** WHAT YOU NEED TO DO **
Set down again, unchanged, the lines of the listing below, starting with the line that contains "Request = tag one keypoint per instance of the gray" and going on through the end of the listing.

** DATA SECTION **

+---+

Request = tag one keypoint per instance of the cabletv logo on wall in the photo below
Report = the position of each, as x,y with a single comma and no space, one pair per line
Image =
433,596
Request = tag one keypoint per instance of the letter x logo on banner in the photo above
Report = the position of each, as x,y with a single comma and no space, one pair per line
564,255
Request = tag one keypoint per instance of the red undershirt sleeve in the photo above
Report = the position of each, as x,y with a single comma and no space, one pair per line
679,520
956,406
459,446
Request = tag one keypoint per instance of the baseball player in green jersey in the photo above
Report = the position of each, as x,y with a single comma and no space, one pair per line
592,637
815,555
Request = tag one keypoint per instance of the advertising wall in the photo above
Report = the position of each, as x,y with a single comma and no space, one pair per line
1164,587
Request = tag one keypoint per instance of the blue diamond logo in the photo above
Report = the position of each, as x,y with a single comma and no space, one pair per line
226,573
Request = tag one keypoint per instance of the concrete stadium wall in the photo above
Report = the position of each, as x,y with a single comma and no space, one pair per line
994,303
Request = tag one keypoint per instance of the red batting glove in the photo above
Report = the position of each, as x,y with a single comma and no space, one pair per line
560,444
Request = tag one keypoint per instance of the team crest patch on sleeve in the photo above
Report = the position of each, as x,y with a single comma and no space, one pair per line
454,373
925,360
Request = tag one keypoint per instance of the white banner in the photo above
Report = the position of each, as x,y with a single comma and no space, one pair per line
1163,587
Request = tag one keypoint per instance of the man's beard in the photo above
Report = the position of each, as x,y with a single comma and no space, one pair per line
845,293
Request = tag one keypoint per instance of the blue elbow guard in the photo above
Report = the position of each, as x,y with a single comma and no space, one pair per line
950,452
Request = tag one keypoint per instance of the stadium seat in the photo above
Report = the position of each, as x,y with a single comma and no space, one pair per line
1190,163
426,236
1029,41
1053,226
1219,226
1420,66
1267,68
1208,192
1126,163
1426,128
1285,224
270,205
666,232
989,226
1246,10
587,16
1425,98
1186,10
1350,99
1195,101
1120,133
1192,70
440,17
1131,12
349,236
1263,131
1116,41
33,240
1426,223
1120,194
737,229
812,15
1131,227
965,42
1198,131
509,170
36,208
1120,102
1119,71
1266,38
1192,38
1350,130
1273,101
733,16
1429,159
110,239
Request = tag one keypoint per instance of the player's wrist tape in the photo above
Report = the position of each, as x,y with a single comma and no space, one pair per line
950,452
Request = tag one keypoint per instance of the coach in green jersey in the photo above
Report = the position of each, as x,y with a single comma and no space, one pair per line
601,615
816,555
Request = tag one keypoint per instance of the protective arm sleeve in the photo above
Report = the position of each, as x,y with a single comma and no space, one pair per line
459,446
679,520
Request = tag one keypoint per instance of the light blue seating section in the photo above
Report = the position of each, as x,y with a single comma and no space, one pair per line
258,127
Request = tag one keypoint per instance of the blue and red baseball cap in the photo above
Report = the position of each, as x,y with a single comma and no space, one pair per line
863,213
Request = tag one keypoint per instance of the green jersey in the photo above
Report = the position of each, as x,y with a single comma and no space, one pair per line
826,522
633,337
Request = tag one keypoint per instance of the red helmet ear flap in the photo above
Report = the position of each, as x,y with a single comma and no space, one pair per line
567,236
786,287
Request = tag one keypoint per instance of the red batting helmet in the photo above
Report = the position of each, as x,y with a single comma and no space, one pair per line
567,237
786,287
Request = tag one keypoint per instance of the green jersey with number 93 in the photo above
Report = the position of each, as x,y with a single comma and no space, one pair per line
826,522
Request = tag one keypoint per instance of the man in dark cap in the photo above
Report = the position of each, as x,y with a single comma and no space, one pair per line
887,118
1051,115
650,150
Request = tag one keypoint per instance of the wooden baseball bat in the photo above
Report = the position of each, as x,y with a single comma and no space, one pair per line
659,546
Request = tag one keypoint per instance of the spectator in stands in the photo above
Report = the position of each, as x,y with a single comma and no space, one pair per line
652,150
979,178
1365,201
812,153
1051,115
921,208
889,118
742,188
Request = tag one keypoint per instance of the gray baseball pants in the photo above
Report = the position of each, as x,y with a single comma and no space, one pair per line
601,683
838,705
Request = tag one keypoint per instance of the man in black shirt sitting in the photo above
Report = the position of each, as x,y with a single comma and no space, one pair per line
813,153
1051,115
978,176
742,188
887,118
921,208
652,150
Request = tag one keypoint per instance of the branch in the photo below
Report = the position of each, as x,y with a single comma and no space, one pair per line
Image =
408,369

+---+

** SOLUTION FOR THIS PROBLEM **
Request = tag one keypoint per instance of the gray baseball pants in the photo above
Report = the position of each, as x,y with a single comma and no space, one pair per line
601,683
838,705
Request = tag one keypoint per instance of the man in black shirt sitting in the photo above
Report = the position of each, as x,y with a single comma and no space, one pair per line
813,153
1051,115
978,176
742,188
887,118
921,208
652,150
Request = tag one keypoint per instance of the branch in the photo below
Report = the position of each, as x,y with a single comma and no space, one pair per line
Image =
408,369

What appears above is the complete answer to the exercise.